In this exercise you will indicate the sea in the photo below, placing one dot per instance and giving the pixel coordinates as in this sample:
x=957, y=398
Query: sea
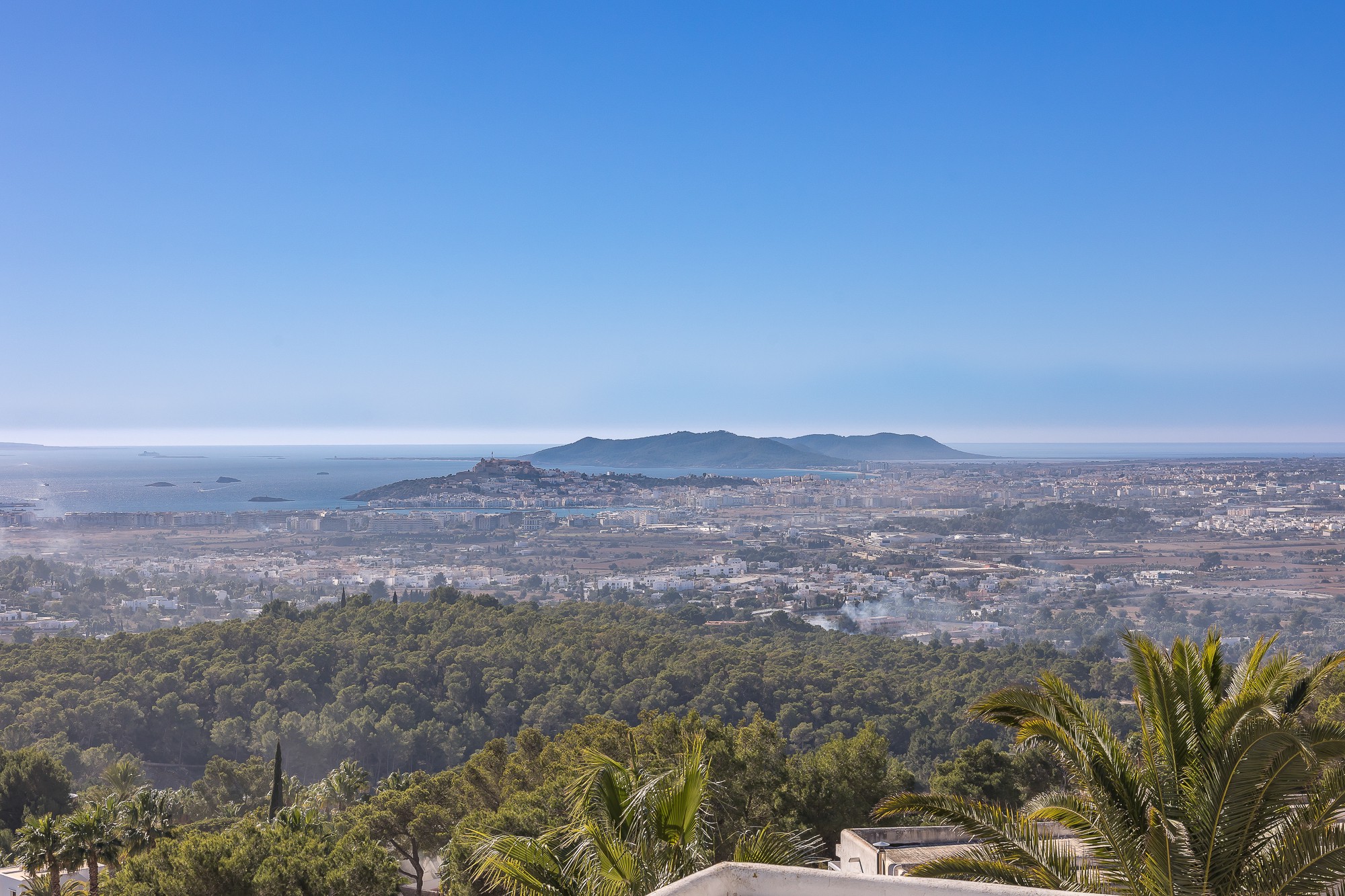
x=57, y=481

== == ==

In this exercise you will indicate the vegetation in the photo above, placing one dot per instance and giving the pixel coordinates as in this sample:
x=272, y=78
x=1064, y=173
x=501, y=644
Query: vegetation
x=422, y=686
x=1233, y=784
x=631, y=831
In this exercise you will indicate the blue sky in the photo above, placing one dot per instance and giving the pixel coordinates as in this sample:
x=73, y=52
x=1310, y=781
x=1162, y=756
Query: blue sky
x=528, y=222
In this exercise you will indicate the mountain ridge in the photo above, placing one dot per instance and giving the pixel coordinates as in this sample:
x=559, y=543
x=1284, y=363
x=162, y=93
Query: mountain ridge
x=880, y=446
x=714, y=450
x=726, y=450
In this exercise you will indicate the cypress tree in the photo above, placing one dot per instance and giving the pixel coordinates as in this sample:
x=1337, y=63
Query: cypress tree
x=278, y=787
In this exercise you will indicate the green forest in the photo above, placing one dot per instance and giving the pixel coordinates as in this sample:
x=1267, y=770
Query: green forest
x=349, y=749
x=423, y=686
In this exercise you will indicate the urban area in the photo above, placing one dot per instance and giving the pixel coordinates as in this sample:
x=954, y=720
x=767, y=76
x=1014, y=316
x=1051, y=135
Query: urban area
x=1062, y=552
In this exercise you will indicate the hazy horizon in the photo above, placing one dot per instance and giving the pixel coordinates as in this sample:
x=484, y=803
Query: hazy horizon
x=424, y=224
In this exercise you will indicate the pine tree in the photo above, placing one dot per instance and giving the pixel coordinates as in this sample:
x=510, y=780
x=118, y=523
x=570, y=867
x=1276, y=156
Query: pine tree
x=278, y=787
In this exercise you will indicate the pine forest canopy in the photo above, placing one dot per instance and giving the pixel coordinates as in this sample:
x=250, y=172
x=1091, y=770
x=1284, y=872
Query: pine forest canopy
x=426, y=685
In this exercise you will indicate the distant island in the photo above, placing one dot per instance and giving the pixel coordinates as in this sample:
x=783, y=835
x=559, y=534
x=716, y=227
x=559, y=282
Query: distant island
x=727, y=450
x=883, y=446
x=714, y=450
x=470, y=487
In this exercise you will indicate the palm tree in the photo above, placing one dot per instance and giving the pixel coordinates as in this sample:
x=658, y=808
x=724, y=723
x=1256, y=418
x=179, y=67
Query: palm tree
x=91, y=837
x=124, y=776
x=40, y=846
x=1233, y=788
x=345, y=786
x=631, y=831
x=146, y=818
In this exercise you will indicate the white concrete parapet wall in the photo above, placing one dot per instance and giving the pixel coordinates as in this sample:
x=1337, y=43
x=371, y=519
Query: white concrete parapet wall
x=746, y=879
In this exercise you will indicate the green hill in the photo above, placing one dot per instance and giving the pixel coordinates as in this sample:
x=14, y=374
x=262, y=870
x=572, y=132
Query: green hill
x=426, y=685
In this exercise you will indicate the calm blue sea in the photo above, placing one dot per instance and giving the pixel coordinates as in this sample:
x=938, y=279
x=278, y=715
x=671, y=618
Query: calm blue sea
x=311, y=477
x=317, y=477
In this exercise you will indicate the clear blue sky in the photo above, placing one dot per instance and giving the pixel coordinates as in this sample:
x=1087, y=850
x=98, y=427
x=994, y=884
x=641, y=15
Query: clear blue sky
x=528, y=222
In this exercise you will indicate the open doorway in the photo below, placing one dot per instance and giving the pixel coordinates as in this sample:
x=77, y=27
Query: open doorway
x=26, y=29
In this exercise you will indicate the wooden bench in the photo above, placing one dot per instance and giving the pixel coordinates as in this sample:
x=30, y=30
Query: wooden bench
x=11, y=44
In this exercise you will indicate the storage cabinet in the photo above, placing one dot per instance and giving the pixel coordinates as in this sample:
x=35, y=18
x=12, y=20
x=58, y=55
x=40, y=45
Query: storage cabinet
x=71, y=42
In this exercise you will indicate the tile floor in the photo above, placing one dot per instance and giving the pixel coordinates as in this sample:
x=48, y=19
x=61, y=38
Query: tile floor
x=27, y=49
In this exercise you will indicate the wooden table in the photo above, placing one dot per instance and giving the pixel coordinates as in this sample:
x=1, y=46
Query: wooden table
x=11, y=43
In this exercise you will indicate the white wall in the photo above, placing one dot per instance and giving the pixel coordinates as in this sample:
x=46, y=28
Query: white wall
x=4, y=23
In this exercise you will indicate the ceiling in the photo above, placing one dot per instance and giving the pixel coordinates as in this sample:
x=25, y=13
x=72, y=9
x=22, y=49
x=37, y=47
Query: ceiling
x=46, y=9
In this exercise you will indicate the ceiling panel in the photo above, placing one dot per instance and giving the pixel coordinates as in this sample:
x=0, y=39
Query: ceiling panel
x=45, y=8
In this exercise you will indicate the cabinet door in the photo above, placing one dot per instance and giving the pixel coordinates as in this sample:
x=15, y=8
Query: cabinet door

== == ==

→ **Task details**
How many lines in the records above contain the word "below"? Answer with the number alone.

→ **Solution to the exercise**
2